= Document =
►
The definition of regionality between the late 5th and mid-3rd millennium BC is, however, problematic. As Niall Sharples noted (Sharples 1992), Scotland is not amenable to being divided into discrete Neolithic regions, since some traditions, monument types and styles of material culture transcend 'natural' geographical regions (as seen, for example, in the distribution of cursus monuments and bank barrows) and since changing patterns of interaction altered the distribution of shared cultural traits over time. Furthermore, the concept of what defines a region is a slippery thing. While the topography of Scotland suggests certain natural regional divisions and an overall 'highland vs. lowland' differentiation, and while topography will have influenced routes and ease of travel and communication, it clearly did not determine cultural identity. One could, of course, attempt to define regionally-variable archaeological cultures, using David L. Clarke's concept of culture as 'a polythetic set of specific and comprehensive artefact-types [and, by extension, site-types and traditions] which consistently recur together in assemblages within a limited geographic area' (D.L. Clarke 1968, 232, with addition). However, the fierce debates of the 1970s and 1980s in British archaeology over the use (and utility) of the concept of archaeological 'cultures' highlighted the danger of such an approach, pointing out that a shared set of cultural attributes need not correlate with ethnic, linguistic or any other kind of cultural identity. Thus, in contrast to any Continental counterparts, no attempt will be made here to define 'cultures' as such (beyond the broadest level of 'the Carinated Bowl Neolithic', for example).
Figure 23 to go here
Other issues lurk behind the use of regionality as a concept. Firstly, as Gordon Barclay has pointed out (2000), by focusing archaeological endeavour and resources on a few regions - with Orkney being the Scottish example he cites - this skews any knowledge of other parts of Scotland, so that we end up knowing a great deal about a few areas, and relatively little about others. To some extent, however, this issue has been mitigated by the strategic use of resources by Historic Scotland over the last 15 years, and by the impact of developer-funded archaeology (which has tended to follow the geography of infrastructural and commercial development). And in any case, issues of how different regions are investigated is incidental to the characterisation of regionality.
Secondly, the current perspective may be skewed by a contemporary sense of regionality, which can often be defined by modern - and not-so-modern - administrative boundaries (e.g. local authority areas and pre-1975 counties).
Thirdly, there needs to be an acknowledgement that the Neolithic perception of space and identity may not have included any concept of regionality at all - beyond an awareness that other people lived in other areas, some a long way away. Groups will indeed have had an identity, and this will have had a geographical aspect and there may indeed have been some sense of territorial ownership (at a local level); but what is seen, when distribution maps of site and artefact types are examined, is the outcome of shared traditions, patterns of interaction and cultural choice.
Notwithstanding these considerations, the use of a regional approach does have heuristic value, for the reason given above - i.e. it allows patterns of behaviour to be investigated at a more detailed level than that of the 'Big Picture'. Furthermore, there clearly was regional variability during the Neolithic, even though the geographical characteristics of this variability will have changed over the centuries; this variability needs to be characterised.
◄
= Problems to solve =
#1 According to the passage on Neolithic regionality, why will no attempt be made to define archaeological "cultures"?
#2 Condense the paragraph of the passage on Neolithic regionality that begins "Other issues lurk behind the use of regionality" into a short bulleted list, keeping its main facts.
#3 In the passage on Neolithic regionality, which area does Gordon Barclay cite as the Scottish example of a region that has received focused archaeological attention?

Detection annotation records
►
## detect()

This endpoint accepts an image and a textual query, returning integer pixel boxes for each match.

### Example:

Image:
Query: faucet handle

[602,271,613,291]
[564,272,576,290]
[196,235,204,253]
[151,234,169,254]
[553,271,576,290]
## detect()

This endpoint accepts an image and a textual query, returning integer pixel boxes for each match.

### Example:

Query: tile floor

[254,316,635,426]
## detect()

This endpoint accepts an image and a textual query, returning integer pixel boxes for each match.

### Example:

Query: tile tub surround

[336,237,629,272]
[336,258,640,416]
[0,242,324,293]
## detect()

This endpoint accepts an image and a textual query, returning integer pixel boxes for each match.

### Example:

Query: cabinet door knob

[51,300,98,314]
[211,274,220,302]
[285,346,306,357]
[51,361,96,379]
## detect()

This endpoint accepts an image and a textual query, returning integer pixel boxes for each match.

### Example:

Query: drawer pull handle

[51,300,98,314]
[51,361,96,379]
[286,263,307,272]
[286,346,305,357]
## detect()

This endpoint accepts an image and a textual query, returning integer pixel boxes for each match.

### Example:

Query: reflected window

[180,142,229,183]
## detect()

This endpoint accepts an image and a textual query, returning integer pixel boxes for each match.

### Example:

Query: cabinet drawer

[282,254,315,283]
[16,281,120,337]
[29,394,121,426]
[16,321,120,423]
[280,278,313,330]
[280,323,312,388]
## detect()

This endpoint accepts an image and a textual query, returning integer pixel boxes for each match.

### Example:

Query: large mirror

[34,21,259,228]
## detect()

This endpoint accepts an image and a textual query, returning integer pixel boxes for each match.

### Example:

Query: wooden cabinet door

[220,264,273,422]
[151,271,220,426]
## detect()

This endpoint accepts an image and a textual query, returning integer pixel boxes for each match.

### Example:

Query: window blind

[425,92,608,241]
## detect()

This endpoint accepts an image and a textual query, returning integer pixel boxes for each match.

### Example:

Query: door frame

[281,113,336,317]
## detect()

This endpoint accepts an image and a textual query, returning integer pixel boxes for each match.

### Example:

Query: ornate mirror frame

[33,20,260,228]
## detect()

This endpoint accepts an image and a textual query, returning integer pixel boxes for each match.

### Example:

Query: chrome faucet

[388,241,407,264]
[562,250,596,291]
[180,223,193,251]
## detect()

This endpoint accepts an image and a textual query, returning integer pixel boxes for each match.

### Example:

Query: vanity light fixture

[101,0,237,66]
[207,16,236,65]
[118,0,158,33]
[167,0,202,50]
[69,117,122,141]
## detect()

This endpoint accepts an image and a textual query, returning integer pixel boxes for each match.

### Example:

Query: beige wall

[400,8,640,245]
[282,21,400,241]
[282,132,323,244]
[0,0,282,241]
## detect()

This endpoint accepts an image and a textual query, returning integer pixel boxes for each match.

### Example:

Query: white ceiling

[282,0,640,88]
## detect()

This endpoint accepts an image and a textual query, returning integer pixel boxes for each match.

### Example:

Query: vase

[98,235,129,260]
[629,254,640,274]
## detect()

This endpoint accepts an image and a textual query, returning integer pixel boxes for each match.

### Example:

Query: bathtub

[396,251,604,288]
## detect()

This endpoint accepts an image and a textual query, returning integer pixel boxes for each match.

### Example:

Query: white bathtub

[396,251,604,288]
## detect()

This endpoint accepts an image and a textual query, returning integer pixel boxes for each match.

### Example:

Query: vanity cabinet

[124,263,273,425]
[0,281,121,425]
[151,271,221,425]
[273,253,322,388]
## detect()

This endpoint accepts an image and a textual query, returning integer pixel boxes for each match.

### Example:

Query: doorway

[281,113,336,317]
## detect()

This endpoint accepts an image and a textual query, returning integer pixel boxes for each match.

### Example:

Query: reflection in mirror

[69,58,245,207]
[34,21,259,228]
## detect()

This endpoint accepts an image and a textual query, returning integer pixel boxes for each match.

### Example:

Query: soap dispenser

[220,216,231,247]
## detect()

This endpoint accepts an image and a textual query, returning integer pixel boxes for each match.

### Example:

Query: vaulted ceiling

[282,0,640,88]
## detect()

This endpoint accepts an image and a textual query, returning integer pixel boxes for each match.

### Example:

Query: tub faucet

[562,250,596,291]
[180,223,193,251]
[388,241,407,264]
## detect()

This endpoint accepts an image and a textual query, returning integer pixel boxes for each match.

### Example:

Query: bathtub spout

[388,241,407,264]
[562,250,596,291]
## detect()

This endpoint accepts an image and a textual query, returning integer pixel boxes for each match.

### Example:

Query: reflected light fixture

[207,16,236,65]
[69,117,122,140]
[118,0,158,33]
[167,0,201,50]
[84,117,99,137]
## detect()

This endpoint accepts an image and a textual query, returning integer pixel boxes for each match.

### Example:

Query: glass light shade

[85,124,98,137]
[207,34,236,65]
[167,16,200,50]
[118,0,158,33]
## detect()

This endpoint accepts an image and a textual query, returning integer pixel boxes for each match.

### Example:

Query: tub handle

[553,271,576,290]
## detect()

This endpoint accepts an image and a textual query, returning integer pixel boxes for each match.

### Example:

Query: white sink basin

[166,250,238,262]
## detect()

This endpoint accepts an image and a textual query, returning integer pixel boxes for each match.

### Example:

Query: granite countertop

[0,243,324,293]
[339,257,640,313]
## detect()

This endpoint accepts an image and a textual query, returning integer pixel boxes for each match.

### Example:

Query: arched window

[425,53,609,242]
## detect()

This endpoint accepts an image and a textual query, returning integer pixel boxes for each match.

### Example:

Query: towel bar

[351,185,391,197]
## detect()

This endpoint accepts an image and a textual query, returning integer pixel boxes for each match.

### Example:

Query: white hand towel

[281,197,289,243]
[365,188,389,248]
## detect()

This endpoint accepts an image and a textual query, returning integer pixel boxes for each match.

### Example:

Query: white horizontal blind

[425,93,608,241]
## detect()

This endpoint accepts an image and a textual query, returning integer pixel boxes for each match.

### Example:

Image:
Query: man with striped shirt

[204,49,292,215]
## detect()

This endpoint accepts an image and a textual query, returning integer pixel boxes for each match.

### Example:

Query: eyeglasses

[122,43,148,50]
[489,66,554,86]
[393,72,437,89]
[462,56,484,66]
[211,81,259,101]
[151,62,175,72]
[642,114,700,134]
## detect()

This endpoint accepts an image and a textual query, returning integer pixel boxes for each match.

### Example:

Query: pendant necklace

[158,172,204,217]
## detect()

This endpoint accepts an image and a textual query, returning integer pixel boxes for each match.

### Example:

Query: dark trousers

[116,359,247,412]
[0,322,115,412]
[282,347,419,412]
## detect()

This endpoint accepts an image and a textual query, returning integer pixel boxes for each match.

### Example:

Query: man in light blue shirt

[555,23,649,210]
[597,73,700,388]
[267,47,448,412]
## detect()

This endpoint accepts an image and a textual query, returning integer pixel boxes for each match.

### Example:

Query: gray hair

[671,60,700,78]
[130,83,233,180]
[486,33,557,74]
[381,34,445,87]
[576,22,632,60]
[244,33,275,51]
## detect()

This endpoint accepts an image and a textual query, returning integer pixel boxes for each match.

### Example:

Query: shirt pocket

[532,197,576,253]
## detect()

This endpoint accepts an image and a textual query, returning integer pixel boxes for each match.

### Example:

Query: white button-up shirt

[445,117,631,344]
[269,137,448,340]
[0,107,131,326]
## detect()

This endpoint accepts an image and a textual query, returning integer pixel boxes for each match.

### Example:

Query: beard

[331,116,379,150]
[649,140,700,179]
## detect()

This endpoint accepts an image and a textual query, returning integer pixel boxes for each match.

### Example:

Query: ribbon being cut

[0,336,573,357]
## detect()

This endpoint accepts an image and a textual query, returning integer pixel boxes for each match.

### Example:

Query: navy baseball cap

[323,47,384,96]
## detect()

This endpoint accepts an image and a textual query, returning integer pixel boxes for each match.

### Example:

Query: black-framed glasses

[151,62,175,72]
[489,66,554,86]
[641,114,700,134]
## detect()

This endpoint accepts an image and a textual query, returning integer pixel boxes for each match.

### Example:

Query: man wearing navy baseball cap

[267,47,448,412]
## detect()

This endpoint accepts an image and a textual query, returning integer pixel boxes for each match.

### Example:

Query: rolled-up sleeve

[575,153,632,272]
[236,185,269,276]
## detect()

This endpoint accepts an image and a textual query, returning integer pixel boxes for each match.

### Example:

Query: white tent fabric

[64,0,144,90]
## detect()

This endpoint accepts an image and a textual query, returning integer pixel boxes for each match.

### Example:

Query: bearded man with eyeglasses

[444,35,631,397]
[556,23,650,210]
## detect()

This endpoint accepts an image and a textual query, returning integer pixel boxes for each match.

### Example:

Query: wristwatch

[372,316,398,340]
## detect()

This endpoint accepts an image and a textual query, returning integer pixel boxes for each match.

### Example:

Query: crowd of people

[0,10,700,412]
◄
= Results for the exercise =
#1 The debates of the 1970s and 1980s in British archaeology showed the danger of that approach. A shared set of cultural attributes need not correlate with ethnic, linguistic or any other kind of cultural identity.

#2
- Gordon Barclay (2000) noted that concentrating archaeological effort and resources on a few regions, such as Orkney, skews knowledge of Scotland: a great deal is known about a few areas and relatively little about others.
- This has been partly mitigated over the last 15 years by Historic Scotland's strategic use of resources and by developer-funded archaeology, which has tended to follow infrastructural and commercial development.
- How different regions are investigated is incidental to the characterisation of regionality.

#3 Orkney.